__Exercise brief__
Bring together copies of the lines in the data below that contain the word "sample".

__Data records__
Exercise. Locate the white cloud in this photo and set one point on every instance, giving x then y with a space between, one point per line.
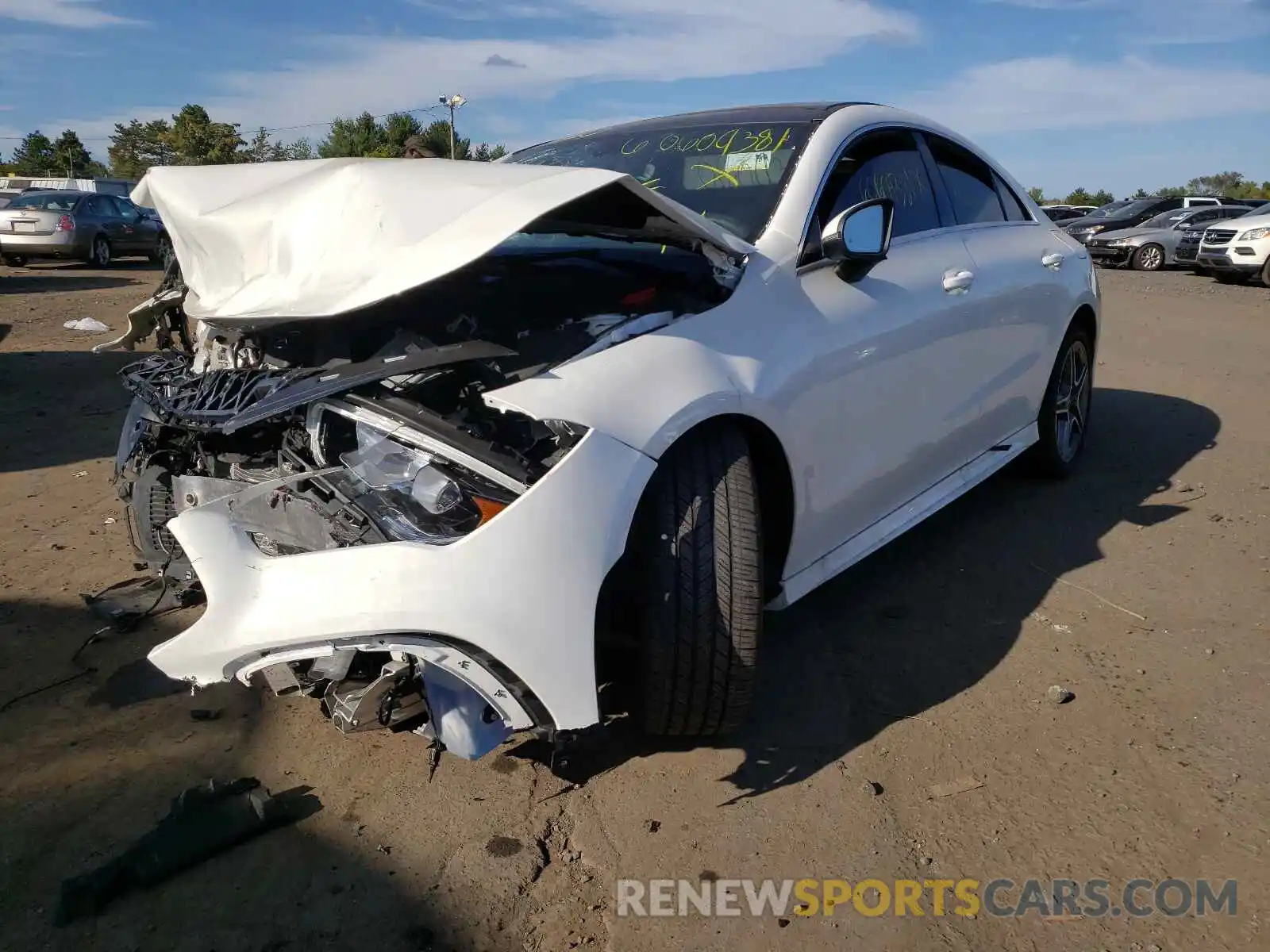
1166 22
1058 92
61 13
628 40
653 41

==

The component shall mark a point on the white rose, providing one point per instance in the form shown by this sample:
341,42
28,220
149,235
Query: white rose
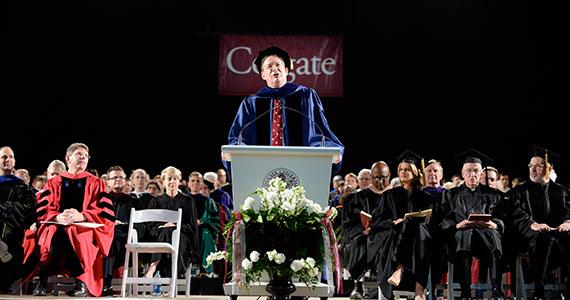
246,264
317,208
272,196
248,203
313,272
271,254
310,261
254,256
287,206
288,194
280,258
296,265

* * *

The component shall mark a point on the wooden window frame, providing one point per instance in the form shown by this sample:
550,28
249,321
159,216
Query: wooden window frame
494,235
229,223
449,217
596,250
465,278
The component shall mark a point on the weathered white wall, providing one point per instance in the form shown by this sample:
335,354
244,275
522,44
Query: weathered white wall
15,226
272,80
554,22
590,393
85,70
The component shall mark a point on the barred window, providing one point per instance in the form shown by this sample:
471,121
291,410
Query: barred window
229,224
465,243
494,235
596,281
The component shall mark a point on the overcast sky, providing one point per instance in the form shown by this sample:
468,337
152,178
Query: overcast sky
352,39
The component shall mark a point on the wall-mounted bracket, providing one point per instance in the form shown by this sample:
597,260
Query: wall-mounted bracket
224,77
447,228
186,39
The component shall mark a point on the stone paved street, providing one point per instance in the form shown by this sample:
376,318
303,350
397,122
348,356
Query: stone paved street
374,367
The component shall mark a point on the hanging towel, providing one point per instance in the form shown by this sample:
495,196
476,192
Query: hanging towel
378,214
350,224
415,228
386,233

__Answer to this problem__
The component shall mark a point on the white rose, providing one point per instance in the form shown by this sample:
The component shall mark a point on the wooden window frame, providing one point per instance in the form shown by this sample:
The component shall mark a point on the weathered white wall, providing one point per instance in the form shown by this sample:
The component shall mark a point on the barred window, providing one point per instance in the form shown by this sample:
The component shall mark a point on the overcast sky, providing one point per instance in the form shown by this sample:
The component shall mark a point on the wall-mounted bracket, providing one point per instance in the form shown by this sample:
The component shall mark a point on the stone paved street, providing one point per instance in the form shown by this sample:
The component shall mark a point on the hanging towel, providing one point per instance in the form shown by this sample:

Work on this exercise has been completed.